◆ GIVEN EXERCISE A ◆
Which lines of the records contain the string "scrub"? Gather each one, treating uppercase and lowercase as different.

# Well done to Hpowders



## Op.123 (Mar 25, 2013)

He has been hear for less time than me but is already coming up to his 4000th post. When this thread has been approved he may have already reached it however. 

Well Done!!


----------



## Headphone Hermit (Jan 8, 2014)

.... and 'twere kept pithy! :clap:


----------



## Taggart (Feb 14, 2013)

Quite. We're waiting to see how pithy it gets at 4000.


----------



## Ingélou (Feb 10, 2013)

*hpowders has SIX POSTS to go!!!*


----------



## Ingélou (Feb 10, 2013)

*hpowders now has only FIVE POSTS TO GO!!!!!*


----------



## hpowders (Dec 23, 2013)

Burroughs said:


> He has been hear for less time than me but is already coming up to his 4000th post. When this thread has been approved he may have already reached it however.
> 
> Well Done!!

◆ GIVEN EXERCISE B ◆
Which usernames appear in the post headings of the forum thread? List each distinct one once.

◆ EXERCISE INPUT ◆
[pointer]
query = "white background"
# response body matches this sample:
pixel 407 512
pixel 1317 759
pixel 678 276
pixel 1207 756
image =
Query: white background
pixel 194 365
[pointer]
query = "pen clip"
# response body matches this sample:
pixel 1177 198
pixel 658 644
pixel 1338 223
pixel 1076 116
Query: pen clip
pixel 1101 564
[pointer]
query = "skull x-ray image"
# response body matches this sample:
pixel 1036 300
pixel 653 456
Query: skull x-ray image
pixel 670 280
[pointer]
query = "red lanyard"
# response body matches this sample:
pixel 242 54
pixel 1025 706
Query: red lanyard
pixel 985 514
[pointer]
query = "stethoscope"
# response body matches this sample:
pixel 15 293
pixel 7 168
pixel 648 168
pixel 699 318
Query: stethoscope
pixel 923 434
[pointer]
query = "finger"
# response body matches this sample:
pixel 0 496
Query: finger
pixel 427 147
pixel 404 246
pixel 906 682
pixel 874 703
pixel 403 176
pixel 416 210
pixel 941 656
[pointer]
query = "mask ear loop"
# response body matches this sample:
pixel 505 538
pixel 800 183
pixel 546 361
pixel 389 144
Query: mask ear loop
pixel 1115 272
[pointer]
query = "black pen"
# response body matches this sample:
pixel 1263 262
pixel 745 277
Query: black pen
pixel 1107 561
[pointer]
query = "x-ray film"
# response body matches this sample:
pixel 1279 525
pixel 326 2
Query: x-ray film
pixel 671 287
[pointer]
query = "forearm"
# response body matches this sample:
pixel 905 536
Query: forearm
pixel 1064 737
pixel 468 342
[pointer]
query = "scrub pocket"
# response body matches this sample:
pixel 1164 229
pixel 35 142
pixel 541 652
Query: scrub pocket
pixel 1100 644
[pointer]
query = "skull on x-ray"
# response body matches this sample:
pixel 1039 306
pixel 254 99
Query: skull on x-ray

◆ TASK RESULT A ◆
query = "scrub pocket"
Query: scrub pocket

◆ TASK RESULT B ◆
Op.123
Headphone Hermit
Taggart
Ingélou
hpowders